<<<<
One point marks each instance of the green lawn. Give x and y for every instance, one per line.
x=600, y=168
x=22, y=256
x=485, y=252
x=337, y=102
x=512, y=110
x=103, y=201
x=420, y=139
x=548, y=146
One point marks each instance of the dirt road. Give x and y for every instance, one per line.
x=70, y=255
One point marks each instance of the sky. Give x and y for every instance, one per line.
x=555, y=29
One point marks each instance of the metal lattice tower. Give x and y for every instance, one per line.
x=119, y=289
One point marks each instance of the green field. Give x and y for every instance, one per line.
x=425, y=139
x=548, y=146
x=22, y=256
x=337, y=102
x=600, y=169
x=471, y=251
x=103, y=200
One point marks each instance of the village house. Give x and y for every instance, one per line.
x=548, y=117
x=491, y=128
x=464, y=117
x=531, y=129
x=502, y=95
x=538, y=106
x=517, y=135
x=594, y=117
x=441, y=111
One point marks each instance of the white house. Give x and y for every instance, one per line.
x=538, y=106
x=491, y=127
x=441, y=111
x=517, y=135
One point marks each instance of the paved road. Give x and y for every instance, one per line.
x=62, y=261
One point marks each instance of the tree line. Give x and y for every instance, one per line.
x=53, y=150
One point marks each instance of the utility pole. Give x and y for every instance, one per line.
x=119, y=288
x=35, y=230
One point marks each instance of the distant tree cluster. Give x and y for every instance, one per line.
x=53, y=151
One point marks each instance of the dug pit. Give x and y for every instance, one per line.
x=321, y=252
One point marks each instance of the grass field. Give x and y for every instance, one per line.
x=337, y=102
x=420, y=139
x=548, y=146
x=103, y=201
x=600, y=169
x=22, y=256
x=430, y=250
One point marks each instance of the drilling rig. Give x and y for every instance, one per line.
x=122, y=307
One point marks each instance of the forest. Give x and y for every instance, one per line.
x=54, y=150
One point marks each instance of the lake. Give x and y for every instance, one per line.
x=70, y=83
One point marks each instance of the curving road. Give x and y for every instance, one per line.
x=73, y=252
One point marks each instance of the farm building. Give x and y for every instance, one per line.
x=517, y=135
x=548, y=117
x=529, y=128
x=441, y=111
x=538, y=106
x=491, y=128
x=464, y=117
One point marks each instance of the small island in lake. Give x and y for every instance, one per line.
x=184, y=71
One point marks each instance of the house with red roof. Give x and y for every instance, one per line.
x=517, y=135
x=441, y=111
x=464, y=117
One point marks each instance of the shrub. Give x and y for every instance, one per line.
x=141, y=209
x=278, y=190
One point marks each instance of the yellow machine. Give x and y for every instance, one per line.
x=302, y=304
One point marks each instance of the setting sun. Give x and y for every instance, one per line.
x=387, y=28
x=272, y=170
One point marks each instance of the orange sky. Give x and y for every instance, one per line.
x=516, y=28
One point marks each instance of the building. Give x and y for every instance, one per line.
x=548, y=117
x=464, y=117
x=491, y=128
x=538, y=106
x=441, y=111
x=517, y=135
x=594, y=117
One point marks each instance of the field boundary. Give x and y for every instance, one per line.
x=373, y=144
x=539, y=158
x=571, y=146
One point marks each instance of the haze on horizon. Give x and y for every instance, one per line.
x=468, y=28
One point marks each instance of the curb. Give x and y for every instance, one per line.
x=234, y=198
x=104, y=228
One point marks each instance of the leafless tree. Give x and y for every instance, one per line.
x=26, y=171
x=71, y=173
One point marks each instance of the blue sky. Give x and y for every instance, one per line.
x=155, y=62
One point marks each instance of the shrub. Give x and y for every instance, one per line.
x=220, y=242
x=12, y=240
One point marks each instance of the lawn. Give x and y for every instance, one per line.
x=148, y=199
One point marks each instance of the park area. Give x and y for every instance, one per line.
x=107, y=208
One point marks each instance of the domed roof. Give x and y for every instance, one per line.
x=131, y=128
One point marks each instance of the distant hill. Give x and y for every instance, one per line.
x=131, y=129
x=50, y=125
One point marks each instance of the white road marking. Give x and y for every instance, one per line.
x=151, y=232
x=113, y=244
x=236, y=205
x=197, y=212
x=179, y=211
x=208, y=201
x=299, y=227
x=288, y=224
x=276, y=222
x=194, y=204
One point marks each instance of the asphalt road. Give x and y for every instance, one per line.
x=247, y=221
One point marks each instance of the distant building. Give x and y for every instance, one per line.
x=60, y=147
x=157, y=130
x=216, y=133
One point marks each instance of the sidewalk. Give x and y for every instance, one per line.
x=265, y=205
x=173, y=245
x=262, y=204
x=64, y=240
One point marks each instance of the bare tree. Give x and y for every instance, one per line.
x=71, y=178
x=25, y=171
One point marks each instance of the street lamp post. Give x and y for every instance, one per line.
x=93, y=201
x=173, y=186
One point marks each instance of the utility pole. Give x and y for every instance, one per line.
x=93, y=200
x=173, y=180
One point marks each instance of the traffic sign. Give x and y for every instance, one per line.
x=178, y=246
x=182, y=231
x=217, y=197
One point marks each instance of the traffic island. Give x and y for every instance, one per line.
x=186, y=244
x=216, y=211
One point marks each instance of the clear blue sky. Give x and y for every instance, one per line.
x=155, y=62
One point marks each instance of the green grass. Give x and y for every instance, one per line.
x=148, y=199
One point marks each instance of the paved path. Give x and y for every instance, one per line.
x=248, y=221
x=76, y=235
>>>>
• _INSTRUCTION_: Reproduce all of the records above, substituting "one on each line" for every occurrence of "one per line" and leaving everything else unchanged.

• _RESULT BELOW_:
One point marks each instance of the green lawn. Give x and y for every instance, one on each line.
x=600, y=168
x=22, y=256
x=485, y=252
x=337, y=102
x=512, y=110
x=103, y=201
x=420, y=139
x=548, y=146
One point marks each instance of the dirt road. Give x and y for every instance, one on each line.
x=70, y=255
One point marks each instance of the sky. Give x and y for every instance, one on each line.
x=555, y=29
One point marks each instance of the metal lattice tower. Give x and y for every instance, one on each line.
x=119, y=289
One point marks each instance of the green field. Give x and y for every instance, one on each line.
x=425, y=139
x=548, y=146
x=22, y=256
x=337, y=102
x=600, y=169
x=471, y=251
x=103, y=200
One point marks each instance of the village house. Give x and y for every instance, one on each line.
x=548, y=117
x=491, y=128
x=464, y=117
x=531, y=129
x=502, y=95
x=538, y=106
x=517, y=135
x=594, y=117
x=441, y=111
One point marks each instance of the white house. Give x and y for every instance, one on each line.
x=538, y=106
x=491, y=127
x=441, y=111
x=517, y=135
One point marks each instance of the paved road. Give x and y for every instance, one on each line.
x=62, y=261
One point marks each instance of the tree line. Give x and y for every instance, one on each line.
x=53, y=150
One point marks each instance of the utility pole. Give x and y for every instance, one on each line.
x=119, y=288
x=35, y=230
One point marks each instance of the distant tree cluster. Give x and y for every instance, one on each line.
x=53, y=151
One point marks each instance of the dug pit. Give x and y for every instance, one on each line.
x=321, y=252
One point marks each instance of the grass field. Give x and y for every instance, one on each line.
x=337, y=102
x=420, y=139
x=548, y=146
x=103, y=201
x=600, y=169
x=22, y=256
x=430, y=250
One point marks each instance of the drilling rig. Give x and y for every instance, one on each line.
x=122, y=307
One point marks each instance of the forest. Give x and y for every instance, one on each line.
x=54, y=150
One point marks each instance of the lake. Give x and y for every instance, one on each line.
x=70, y=83
One point marks each instance of the curving road. Give x and y for every instance, one on each line.
x=73, y=252
One point marks each instance of the farm building. Give x and y for every instance, one on each line.
x=517, y=135
x=548, y=117
x=529, y=128
x=441, y=111
x=538, y=106
x=491, y=128
x=464, y=117
One point marks each instance of the small island in lake. Give x and y for every instance, one on each line.
x=184, y=71
One point marks each instance of the house with red roof. Give x and y for every instance, one on each line.
x=517, y=135
x=441, y=111
x=464, y=117
One point marks each instance of the shrub. Give x and y for every instance, one on each line.
x=141, y=209
x=278, y=190
One point marks each instance of the yellow machine. Give x and y for every instance, one on each line.
x=302, y=304
One point marks each instance of the setting sun. Give x and y for every instance, one on each line.
x=387, y=28
x=272, y=170
One point marks each instance of the orange sky. Give x and y for every instance, one on each line.
x=516, y=28
One point marks each instance of the building. Give x and y for every instance, one on each line.
x=548, y=117
x=464, y=117
x=491, y=128
x=538, y=106
x=441, y=111
x=517, y=135
x=594, y=117
One point marks each instance of the field boundary. Give x and y for every instance, one on each line.
x=373, y=144
x=539, y=158
x=571, y=146
One point marks each instance of the haze on horizon. Give x and y for every instance, one on each line.
x=468, y=28
One point marks each instance of the curb. Give x and y for every instance, one on each line.
x=234, y=198
x=104, y=228
One point marks each instance of the leafless tree. Give x and y for every instance, one on each line.
x=26, y=171
x=71, y=173
One point marks each instance of the blue sky. Give x and y for every instance, one on each line.
x=155, y=62
One point marks each instance of the shrub. Give x and y for every instance, one on each line.
x=220, y=242
x=12, y=240
One point marks each instance of the lawn. Give x and y for every instance, one on each line.
x=148, y=199
One point marks each instance of the park area. Give x and y for every instance, one on each line.
x=107, y=208
One point marks each instance of the domed roof. Give x and y for every instance, one on each line.
x=131, y=128
One point marks each instance of the distant hill. Give x and y for every instance, one on each line.
x=131, y=129
x=50, y=125
One point marks each instance of the white road marking. Give x and y for every instance, one on each line.
x=151, y=232
x=113, y=244
x=236, y=205
x=197, y=212
x=179, y=211
x=208, y=201
x=299, y=227
x=288, y=224
x=276, y=222
x=194, y=204
One point marks each instance of the asphalt road. Give x and y for every instance, one on each line.
x=247, y=221
One point marks each instance of the distant building. Give x and y for every instance, one on each line.
x=60, y=147
x=157, y=130
x=216, y=133
One point marks each instance of the sidewalk. Give x and y for every instance, one on each line.
x=265, y=205
x=173, y=245
x=262, y=204
x=64, y=240
One point marks each instance of the bare tree. Give x and y for every instance, one on each line.
x=71, y=178
x=25, y=171
One point marks each instance of the street lamp post. Give x and y for every instance, one on each line.
x=93, y=201
x=173, y=186
One point marks each instance of the utility pole. Give x and y for every instance, one on each line.
x=93, y=200
x=173, y=180
One point marks each instance of the traffic sign. Give x and y for every instance, one on each line.
x=178, y=246
x=182, y=231
x=217, y=197
One point marks each instance of the traffic island. Give x and y for every instance, one on each line.
x=186, y=244
x=216, y=211
One point marks each instance of the clear blue sky. Give x and y for every instance, one on each line.
x=155, y=62
One point marks each instance of the green grass. Give x and y for every instance, one on each line.
x=148, y=199
One point marks each instance of the paved path. Give x and y for every instance, one on each line.
x=248, y=221
x=76, y=235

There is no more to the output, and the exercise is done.